= Written request 1 =
Print the passage on the collaboration with Ani word for word, from "The text is" to "tied up tree.".
### Passage given
The text on the tape reads:
"Good morning! This is God
I will be handling All of you Problems today!
I will not need Your help,
so have a miraculous day."
Ani added the wings.
I continue to be baffled by the double meaning of our correspondence and how everything has this double meaning that I did not see then and is so clear now. The notebook is full of discussions centered around death and life.
The text is about birth and death. It reads:
"I remember a wise friend saying,
'when you can't take it anymore,
there is nothing to take!'
Ani's image of a tied up tree.
under the tree it reads:
"The greatest pain in my life, when I finally decided to go there, swept me, my ego, aside and rushed through me, delivering my daughter into this world, and passed, Like all things, it subsided, a little death. I would like another just to feel that strength again.
It is a dark, (scary) place where you are most vulnerable, most true and most alive."
Below is my artist statement for the Millay Colony:
At the Millay Colony,
I intend to create an installation using objects, text and images from mine and
a fellow artist’s, decade long collaboration. I want to reconnect with Anitra
Haendel who was a very close friend, collaborator and fellow artist, and who unfortunately
took her life, this year on July 23rd . I want to redefine death, seeing
it not as an end, but a point in a continuum. The reason I specifically chose the
Millay Colony was because Ani and I planned on attending together, having read and
been inspired by, “Savage Beauty,” less than three years ago. I hope to fulfill
that promise and continue our over decade long collaboration.
I question time, its
linearity, and work with materials that are malleable in order to express
transfiguration. Be it postcards, clay, canvas, egg shells, paper, dust on
contact paper, salvaged bars of soap, or my grandmother’s bandages that she
wraps around her knees daily for her aches and pains cursing my grandfather for
making her ride on his motorcycle in the cold Czech winters. Each item carries a history that I rework and
then rewrite. I erase, sand, paint,
reveal, melt of one substance into another, stick, melt again, and perhaps
evaporate. In What Remains?, I paint my
grandfather’s portrait in clay on a porcelain cup, fill the cup with water and
let it spill, washing my grandfather’s face nearly off. (images 6 &7) Another example is Mutual Cleanse, where I
rub an Oil of Olay bar with a portrait of my great-grandmother on it on my
pregnant belly nearly fading her image. (image 10)
######
### Data entries
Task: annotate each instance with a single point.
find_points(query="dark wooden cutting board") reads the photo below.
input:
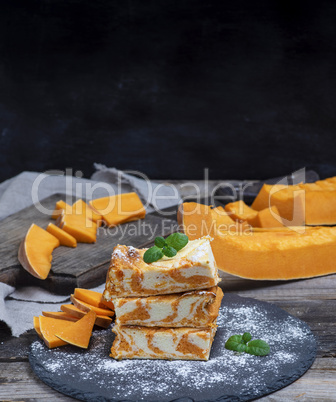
(83, 266)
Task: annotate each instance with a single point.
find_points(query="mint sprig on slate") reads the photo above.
(243, 343)
(168, 247)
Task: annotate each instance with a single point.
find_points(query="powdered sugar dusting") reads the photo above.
(238, 376)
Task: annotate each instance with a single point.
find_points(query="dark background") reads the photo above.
(245, 88)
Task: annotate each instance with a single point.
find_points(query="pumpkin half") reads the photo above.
(267, 254)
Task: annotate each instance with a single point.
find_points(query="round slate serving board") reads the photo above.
(92, 375)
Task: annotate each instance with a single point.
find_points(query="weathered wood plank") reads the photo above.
(87, 264)
(18, 382)
(318, 384)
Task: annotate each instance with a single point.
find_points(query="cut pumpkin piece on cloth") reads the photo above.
(86, 307)
(37, 327)
(35, 251)
(80, 207)
(119, 208)
(101, 320)
(93, 298)
(60, 205)
(65, 238)
(80, 332)
(60, 315)
(83, 230)
(49, 326)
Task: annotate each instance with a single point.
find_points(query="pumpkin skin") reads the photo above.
(280, 254)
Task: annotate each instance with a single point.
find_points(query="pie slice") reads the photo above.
(192, 268)
(133, 342)
(197, 308)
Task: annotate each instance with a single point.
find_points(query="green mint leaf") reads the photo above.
(169, 251)
(235, 342)
(177, 241)
(153, 254)
(258, 347)
(160, 242)
(247, 337)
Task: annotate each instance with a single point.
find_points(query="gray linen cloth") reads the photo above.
(19, 306)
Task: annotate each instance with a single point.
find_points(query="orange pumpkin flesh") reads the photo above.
(79, 333)
(238, 210)
(83, 230)
(267, 218)
(93, 298)
(37, 326)
(60, 205)
(267, 255)
(35, 252)
(65, 238)
(101, 320)
(119, 208)
(87, 307)
(313, 203)
(82, 208)
(60, 315)
(49, 326)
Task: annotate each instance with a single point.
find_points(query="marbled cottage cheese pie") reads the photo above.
(192, 268)
(166, 309)
(196, 308)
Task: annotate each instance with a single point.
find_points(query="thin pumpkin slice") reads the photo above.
(101, 320)
(49, 326)
(60, 205)
(80, 207)
(35, 251)
(60, 315)
(37, 327)
(65, 238)
(83, 230)
(80, 332)
(93, 298)
(119, 208)
(86, 307)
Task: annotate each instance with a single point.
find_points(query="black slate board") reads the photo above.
(93, 376)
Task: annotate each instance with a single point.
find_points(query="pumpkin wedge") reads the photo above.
(119, 208)
(48, 328)
(60, 315)
(280, 254)
(93, 298)
(83, 230)
(35, 251)
(101, 320)
(65, 238)
(80, 332)
(238, 210)
(87, 307)
(37, 327)
(60, 205)
(80, 207)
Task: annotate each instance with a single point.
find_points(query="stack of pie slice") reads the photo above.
(167, 309)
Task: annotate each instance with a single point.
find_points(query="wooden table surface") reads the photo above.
(311, 300)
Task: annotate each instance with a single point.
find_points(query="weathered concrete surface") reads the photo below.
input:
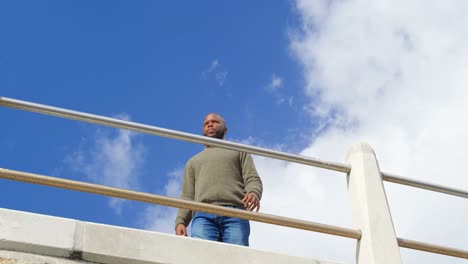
######
= Written request 2 =
Identify every line in the records that contains the word "weathered", and copy each of those lines.

= Answer 1 =
The text is about birth and death. It reads:
"I remember a wise friend saying,
'when you can't take it anymore,
there is nothing to take!'
Ani's image of a tied up tree.

= Answer 2 =
find_points(query="weathered wood plank") reads the photo above.
find_points(query="weathered concrete surface") reads the photo below.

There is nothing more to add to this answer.